▶ **本文**

区民・事業者・練馬区等がともに地球温暖化防止をめざす

令和元年度 地球温暖化防止月間講演会 当日レポート

「地球温暖化のしくみと海の役割〜私たちができること〜」

日時:令和元年12月1日(日)10時~正午
会場:練馬区役所本庁舎アトリウム地下 多目的会議室
定員:100名(申込順)

概要

 令和元年12月の地球温暖化防止月間講演会「地球温暖化のしくみと海の役割~私たちができること~」を開催しました。当日は、北風の吹く寒い一日となりましたが、会場の入り口では、マスコットキャラクターのねりねこ☆彡・ねりこんvvが約70人の参加者を元気に出迎えました。

 講師の北海道大学名誉教授の池田元美氏は、海洋物理学が専門。講演では、地球環境を維持するために海が大きな役割を担っていることを学び、私たちができる対策について考えました。海はCO2と熱を吸収して温暖化を遅らせる一方で、大気と陸域を冷えにくくするという両面があり、その効用に頼るのではなく、CO2の排出量を減らさなければならないということを強調されました。動画を交えて小学生にも分かるように、やさしく解説していただきました。

 講演終了後には、参加者から「地球温暖化の問題は世界単位での解決が必要で、個人でできることは、たかが知れているかもしれないが、今日は考えるきっかけをもらいました」といった感想がありました。ある小学生からは、「このままではいけないと思った」という声も聞かれ、親子で地球温暖化について考えるきっかけになったと思います。

▶ **保存記録**
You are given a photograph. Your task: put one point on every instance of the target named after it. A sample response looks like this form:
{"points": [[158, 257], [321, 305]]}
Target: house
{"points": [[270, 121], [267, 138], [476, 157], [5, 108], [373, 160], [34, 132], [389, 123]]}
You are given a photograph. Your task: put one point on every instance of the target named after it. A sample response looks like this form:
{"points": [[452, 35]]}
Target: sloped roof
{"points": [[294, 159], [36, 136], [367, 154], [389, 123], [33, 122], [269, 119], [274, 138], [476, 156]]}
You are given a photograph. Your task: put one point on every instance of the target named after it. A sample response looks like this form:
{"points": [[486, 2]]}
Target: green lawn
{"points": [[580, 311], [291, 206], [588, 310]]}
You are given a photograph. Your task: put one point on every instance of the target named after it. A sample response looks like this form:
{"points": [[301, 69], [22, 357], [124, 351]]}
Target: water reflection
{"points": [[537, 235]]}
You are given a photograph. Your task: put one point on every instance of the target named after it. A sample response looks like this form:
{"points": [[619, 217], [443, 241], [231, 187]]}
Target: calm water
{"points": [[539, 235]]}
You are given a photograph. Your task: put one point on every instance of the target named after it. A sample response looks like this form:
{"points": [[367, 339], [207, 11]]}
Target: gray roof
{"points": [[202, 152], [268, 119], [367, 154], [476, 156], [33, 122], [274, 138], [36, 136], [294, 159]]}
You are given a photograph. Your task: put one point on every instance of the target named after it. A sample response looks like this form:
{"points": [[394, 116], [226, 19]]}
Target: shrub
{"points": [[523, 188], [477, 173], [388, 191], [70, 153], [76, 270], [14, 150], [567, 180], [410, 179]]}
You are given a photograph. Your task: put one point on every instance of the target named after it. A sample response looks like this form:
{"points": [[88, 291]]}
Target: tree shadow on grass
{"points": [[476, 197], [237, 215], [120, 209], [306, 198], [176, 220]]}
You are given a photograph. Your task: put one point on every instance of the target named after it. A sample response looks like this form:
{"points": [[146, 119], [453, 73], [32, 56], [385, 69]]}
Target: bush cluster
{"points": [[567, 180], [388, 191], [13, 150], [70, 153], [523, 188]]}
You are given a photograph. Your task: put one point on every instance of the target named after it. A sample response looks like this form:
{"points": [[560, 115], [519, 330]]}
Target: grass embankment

▶ **課題一覧**
1. 講演会レポートによると、講師の池田元美氏の専門は何ですか。
2. 講演会レポートを、最後の文の後から書き継いでください。
記録は講演会レポートとは関係がありません。

▶ **解答一覧**
1. 海洋物理学です。

2.
 会場の壁面には、独立行政法人海洋研究開発機構(以下、JAMSTEC)の資料から作成した「気候変動を予測して先手を打つ」「『海の“天気”予報』を社会に活かす」と題するパネルと「第9回こどもエコ・コンクール」入賞作品が展示され、多くの参加者が興味深く見入っていました。また、アンケートに答えていただいた方全員に、「COBハイパワースティック2WAYライト」をさしあげました。


講演会全体の様子

ねりねこ☆彡・ねりこんvvも
来場者をエスコート

パネル展示

こどもエコ・コンクール
入賞作品展示

参加記念品

主催者あいさつ


横倉 尚 会長

ねり☆エコ 横倉 尚 会長

 12月1日は、1997年に京都で地球温暖化防止のために多くの国が参加し、努力していこうという本格的な枠組となる「京都議定書」をスタートさせた記念すべき日です。これを記念して12月は地球温暖化防止月間となっています。

 折しも、明日(2019年12月2日)から、「COP25(第25回国連気候変動枠組条約締約国会議)」がスペインの首都マドリードで開かれます。京都議定書から20数年、次のステップとして21世紀末までに各国がどれだけ努力しなければならないのか、2020年からのパリ協定に基づく取組みの開始に向けた詰めを行います。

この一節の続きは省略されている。